Labeled shape records:
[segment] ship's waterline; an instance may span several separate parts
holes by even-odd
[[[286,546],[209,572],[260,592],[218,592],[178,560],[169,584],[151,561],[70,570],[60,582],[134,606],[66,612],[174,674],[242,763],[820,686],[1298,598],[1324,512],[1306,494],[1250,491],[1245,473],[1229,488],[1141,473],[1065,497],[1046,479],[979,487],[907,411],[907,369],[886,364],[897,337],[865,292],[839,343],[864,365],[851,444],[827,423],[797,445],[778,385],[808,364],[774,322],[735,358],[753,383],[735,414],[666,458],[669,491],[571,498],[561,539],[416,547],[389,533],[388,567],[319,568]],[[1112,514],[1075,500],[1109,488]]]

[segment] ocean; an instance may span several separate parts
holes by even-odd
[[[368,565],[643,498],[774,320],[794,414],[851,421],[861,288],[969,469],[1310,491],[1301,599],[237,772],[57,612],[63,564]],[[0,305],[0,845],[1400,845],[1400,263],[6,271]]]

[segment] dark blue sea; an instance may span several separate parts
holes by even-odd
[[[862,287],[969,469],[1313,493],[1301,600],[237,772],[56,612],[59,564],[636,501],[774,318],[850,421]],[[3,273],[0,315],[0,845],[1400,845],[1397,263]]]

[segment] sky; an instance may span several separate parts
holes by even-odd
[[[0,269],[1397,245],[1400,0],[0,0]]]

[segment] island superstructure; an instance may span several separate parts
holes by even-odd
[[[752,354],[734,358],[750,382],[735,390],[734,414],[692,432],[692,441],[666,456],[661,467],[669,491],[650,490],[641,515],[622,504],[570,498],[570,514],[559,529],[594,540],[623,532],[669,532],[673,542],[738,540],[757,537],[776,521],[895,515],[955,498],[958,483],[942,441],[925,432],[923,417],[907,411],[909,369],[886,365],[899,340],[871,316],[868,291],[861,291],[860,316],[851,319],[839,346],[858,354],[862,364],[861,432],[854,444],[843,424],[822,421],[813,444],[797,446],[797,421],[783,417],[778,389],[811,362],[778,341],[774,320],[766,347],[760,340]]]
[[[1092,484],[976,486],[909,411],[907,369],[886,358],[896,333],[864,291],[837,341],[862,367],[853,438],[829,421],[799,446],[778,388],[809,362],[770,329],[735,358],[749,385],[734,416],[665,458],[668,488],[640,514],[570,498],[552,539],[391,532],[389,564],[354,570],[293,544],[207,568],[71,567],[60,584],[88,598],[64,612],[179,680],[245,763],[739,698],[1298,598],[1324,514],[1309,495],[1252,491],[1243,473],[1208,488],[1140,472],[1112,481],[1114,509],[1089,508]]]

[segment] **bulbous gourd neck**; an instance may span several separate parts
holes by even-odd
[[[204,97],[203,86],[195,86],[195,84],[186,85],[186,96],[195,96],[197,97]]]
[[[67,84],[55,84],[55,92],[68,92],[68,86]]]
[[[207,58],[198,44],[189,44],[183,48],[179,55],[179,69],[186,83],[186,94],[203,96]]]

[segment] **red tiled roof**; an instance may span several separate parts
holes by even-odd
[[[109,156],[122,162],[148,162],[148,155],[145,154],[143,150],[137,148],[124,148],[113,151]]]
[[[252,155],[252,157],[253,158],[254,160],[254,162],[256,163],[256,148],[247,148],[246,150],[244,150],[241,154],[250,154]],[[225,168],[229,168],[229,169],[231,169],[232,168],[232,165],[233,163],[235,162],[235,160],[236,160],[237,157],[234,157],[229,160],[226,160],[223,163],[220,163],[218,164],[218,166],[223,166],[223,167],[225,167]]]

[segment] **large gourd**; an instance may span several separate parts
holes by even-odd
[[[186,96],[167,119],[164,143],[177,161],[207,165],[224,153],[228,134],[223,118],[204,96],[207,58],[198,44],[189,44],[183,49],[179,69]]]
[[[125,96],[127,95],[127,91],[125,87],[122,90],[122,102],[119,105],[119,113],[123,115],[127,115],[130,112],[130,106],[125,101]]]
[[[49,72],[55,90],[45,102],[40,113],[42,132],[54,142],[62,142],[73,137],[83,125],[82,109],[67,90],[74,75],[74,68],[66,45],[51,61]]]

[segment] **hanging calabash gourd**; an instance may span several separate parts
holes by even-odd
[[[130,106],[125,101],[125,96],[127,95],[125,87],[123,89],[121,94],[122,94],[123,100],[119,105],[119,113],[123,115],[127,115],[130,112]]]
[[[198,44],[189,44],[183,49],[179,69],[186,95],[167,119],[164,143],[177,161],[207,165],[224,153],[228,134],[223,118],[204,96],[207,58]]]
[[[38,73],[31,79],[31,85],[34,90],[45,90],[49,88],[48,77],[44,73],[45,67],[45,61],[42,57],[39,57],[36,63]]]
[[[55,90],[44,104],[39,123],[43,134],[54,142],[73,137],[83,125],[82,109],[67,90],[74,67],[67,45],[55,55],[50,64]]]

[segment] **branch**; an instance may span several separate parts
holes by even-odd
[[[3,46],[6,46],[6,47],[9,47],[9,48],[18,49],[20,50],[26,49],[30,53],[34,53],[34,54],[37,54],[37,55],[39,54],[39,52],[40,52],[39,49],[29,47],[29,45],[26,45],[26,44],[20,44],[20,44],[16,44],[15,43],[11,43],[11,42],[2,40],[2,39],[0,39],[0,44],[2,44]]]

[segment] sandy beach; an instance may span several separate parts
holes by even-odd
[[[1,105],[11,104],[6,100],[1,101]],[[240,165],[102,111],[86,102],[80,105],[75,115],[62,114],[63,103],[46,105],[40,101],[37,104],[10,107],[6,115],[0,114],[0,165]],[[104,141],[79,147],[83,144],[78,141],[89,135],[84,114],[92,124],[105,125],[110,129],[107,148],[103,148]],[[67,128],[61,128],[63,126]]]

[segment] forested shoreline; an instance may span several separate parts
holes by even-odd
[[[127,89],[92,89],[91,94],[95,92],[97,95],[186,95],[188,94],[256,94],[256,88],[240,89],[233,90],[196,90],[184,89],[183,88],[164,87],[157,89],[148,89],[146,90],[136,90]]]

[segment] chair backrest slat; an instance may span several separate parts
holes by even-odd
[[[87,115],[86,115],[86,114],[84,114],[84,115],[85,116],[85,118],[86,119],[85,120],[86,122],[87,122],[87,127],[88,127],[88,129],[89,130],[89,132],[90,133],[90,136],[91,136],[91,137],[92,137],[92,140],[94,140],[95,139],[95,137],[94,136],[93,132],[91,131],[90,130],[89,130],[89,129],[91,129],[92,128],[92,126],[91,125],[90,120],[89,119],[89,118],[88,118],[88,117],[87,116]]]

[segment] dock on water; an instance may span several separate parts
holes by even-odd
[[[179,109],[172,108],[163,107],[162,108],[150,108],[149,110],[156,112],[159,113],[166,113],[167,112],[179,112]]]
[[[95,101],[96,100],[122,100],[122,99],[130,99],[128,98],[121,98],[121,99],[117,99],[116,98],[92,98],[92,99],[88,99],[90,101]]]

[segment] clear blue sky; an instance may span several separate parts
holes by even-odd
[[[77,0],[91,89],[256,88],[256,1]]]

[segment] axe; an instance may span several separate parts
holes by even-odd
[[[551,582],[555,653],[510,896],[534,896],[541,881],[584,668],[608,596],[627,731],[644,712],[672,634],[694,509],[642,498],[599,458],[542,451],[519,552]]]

Objective: Show every line of the material above that contains the string "blue", copying each line in full. Match case exactly.

Written response:
[segment] dark blue sea; an instance may span several separate parts
[segment] clear blue sky; an instance may span several separate parts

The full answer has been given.